Photo-based referring expression data
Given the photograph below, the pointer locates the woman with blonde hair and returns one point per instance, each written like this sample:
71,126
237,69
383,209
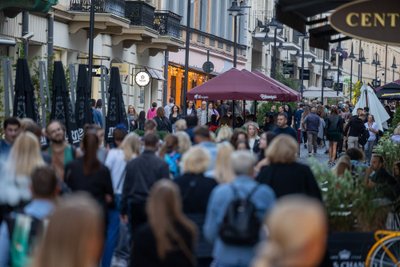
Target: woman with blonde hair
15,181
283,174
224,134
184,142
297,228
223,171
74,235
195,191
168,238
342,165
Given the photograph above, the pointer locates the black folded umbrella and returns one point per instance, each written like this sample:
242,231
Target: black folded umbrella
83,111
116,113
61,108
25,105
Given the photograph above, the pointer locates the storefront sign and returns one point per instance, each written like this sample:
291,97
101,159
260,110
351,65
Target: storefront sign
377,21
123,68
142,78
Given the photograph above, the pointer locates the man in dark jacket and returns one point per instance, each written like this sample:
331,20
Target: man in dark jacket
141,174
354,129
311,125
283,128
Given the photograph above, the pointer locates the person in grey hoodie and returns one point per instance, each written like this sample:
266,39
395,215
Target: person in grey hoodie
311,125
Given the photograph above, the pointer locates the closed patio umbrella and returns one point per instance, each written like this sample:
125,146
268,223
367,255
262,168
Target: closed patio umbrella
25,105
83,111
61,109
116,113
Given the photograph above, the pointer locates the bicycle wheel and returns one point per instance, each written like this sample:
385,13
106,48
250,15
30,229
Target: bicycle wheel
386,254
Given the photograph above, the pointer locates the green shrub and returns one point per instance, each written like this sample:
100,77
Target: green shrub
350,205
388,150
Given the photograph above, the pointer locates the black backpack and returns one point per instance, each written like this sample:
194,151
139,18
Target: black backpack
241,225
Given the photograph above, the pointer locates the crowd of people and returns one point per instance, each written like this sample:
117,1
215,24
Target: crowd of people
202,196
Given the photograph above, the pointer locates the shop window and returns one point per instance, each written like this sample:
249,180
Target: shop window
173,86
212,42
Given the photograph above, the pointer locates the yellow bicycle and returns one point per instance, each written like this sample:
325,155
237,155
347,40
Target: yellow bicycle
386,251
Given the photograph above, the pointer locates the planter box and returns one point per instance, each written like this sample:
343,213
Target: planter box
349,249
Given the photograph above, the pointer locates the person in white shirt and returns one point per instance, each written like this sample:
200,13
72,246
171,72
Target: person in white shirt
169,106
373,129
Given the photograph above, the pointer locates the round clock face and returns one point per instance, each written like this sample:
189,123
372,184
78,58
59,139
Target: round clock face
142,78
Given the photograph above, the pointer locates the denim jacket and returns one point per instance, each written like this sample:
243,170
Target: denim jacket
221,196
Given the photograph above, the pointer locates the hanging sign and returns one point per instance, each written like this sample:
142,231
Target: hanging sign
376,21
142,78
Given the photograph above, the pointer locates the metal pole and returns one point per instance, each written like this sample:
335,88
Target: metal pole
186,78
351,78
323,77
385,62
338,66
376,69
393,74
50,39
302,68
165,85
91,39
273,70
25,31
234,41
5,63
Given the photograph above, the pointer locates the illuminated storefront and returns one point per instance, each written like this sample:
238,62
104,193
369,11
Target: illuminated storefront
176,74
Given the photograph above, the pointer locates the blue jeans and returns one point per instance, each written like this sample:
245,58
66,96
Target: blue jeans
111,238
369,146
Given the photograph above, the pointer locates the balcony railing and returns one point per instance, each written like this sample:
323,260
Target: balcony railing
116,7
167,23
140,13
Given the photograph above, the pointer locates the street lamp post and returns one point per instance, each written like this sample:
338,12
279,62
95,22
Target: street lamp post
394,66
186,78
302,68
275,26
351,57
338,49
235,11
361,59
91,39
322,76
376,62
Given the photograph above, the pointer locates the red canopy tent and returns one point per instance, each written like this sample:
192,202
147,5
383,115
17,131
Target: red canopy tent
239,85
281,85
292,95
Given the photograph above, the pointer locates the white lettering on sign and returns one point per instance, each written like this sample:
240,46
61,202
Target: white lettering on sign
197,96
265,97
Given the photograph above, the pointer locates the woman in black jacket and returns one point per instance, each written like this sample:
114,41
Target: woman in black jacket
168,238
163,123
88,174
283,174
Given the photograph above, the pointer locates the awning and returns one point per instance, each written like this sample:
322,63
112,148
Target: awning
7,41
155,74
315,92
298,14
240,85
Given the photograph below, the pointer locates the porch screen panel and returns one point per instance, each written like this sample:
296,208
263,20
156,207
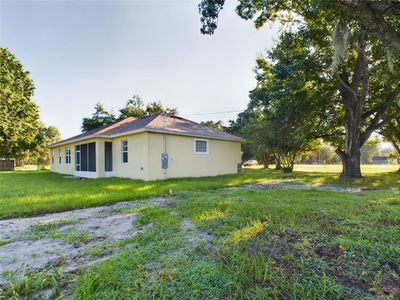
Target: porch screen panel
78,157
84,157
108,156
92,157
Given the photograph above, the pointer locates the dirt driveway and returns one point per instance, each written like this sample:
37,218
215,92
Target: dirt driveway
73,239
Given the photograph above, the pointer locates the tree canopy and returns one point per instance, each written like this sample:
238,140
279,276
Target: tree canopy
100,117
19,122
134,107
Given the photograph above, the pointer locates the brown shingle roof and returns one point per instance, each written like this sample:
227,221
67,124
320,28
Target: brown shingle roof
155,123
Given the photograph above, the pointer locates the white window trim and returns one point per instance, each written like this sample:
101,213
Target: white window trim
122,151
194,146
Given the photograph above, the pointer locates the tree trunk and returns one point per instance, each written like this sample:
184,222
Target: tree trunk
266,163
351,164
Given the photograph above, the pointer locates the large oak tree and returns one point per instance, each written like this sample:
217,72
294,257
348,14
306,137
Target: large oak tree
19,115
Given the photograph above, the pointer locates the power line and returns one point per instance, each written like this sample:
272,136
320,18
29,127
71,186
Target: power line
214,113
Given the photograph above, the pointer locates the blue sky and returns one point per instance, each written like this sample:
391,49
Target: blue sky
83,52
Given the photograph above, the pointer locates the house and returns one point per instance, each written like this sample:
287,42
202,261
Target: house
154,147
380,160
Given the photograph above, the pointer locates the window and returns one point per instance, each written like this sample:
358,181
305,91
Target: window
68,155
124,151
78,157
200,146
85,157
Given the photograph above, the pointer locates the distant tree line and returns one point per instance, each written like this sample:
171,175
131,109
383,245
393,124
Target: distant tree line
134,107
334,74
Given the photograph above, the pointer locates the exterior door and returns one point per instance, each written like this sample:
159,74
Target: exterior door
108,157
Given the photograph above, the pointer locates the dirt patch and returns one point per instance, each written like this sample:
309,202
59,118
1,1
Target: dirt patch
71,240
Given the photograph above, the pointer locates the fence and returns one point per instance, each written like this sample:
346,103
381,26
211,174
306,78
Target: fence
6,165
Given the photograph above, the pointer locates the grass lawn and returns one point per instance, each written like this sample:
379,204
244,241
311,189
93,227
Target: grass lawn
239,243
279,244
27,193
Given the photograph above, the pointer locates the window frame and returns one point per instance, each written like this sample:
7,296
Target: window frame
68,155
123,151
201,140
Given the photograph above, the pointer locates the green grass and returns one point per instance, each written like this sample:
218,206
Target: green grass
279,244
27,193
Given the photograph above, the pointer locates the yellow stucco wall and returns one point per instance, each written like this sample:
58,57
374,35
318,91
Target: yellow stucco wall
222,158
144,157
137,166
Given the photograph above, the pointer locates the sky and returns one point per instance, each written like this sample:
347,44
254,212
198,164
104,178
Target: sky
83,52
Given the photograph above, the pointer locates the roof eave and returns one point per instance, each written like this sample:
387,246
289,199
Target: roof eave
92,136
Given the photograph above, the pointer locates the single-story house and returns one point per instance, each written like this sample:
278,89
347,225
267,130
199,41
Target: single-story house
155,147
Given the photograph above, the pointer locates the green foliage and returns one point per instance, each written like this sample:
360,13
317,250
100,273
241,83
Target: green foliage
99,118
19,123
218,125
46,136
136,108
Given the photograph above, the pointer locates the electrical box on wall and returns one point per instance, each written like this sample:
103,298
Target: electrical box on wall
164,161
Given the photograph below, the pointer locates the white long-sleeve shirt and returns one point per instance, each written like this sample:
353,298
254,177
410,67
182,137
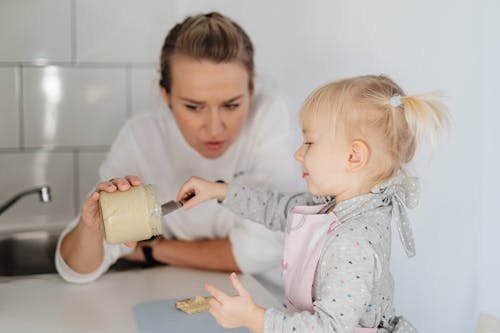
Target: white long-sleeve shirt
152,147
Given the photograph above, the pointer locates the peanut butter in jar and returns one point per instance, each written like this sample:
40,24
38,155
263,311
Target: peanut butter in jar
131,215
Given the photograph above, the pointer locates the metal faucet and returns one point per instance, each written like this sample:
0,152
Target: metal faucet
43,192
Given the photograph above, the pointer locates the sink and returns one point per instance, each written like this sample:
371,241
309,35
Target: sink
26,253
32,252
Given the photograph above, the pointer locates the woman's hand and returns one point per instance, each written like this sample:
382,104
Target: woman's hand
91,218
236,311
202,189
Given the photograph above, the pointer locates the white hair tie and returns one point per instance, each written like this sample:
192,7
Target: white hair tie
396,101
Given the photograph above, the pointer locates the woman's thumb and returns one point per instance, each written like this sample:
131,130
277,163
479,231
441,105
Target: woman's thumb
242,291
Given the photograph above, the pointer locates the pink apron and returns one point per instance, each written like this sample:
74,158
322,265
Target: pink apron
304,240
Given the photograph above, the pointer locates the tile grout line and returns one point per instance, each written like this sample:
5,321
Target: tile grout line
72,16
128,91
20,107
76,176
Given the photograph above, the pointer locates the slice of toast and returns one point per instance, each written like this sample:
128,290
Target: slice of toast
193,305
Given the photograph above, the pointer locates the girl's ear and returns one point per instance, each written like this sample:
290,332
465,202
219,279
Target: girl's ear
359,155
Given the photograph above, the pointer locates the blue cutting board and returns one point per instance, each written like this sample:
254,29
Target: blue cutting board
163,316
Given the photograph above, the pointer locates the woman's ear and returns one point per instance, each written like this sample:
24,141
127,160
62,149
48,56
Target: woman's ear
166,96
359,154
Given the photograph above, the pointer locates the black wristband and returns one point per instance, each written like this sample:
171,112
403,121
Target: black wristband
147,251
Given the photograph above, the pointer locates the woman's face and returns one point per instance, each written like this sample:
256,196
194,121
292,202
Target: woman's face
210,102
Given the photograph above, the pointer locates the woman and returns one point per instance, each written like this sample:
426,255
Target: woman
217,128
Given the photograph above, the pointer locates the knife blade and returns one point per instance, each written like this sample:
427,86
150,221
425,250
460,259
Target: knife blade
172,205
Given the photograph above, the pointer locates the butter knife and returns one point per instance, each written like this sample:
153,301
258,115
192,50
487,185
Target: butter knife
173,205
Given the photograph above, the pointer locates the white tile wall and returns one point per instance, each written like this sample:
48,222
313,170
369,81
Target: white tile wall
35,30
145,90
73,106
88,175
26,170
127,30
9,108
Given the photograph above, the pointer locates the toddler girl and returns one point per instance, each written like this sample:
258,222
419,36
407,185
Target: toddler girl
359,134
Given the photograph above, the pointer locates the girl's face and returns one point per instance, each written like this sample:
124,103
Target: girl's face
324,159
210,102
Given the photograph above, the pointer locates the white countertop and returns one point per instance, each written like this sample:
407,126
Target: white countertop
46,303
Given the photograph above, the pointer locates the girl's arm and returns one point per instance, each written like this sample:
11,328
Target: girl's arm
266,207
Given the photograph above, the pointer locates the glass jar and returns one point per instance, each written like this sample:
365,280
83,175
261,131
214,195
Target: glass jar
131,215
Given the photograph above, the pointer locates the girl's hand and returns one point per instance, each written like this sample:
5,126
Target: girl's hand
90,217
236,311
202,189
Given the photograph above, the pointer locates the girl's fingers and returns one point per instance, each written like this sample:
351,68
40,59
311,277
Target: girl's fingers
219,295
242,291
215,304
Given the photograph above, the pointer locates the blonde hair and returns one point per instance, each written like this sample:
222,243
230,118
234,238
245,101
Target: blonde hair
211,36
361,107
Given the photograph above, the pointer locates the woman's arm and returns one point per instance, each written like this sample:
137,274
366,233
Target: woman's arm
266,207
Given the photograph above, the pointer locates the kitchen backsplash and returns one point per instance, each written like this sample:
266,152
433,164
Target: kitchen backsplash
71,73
--
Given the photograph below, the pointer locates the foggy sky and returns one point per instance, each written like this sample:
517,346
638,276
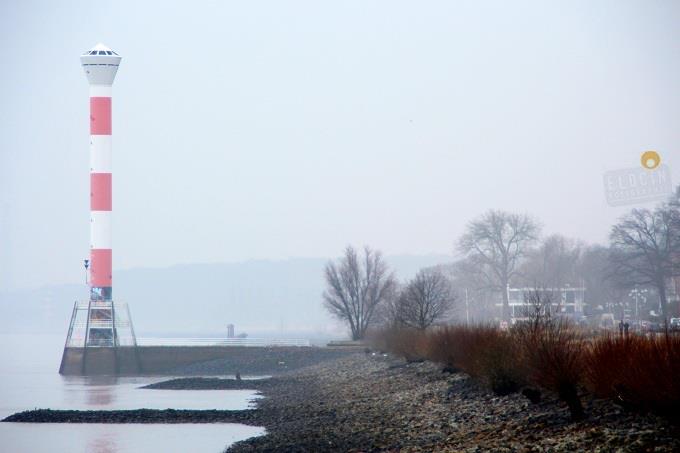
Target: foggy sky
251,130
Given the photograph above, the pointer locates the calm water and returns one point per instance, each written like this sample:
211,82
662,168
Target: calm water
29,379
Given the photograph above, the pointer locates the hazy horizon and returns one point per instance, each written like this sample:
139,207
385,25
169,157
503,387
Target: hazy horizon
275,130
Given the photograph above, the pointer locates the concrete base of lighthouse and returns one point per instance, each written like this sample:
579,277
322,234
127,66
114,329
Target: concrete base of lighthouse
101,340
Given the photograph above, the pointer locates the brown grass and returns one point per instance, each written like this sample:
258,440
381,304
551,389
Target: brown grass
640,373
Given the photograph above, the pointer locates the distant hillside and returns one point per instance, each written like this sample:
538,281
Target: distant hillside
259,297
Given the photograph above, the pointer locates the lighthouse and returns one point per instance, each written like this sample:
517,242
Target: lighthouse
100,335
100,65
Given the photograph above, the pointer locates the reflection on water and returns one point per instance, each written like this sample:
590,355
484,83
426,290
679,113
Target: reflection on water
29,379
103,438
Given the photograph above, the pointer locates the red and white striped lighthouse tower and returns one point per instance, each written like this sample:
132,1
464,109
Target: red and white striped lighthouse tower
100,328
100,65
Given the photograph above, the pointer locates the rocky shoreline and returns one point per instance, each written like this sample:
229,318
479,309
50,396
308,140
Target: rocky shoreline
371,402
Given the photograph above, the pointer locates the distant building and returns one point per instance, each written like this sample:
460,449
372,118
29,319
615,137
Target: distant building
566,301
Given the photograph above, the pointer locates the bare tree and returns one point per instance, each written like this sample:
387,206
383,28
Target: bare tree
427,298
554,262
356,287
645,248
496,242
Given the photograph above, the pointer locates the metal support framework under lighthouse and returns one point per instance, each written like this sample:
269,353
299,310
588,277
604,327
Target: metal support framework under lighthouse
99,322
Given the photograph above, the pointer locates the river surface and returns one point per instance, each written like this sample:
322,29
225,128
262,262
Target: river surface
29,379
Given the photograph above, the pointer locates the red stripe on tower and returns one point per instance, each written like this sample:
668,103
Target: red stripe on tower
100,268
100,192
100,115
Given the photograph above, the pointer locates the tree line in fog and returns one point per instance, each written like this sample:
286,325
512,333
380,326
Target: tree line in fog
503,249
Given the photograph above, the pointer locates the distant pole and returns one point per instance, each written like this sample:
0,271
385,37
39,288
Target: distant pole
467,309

AIM OF THE EXERCISE:
Only the lines containing "below" are needed; copy each of them from the data.

EXERCISE ANSWER:
Given the photograph below, the pointer locates the woman with blonde hair and returns one point per instance, each written like this sample:
Given the photograph below, the pointer locates the porch screen panel and returns one point per instance, each written like this sample:
Given the photograph below, the pointer locates the white long-sleeve shirt and returns one point per instance, each written like this sample:
Given the photograph below, the pointer locates the foggy sky and returns one point per instance, each written like this sample:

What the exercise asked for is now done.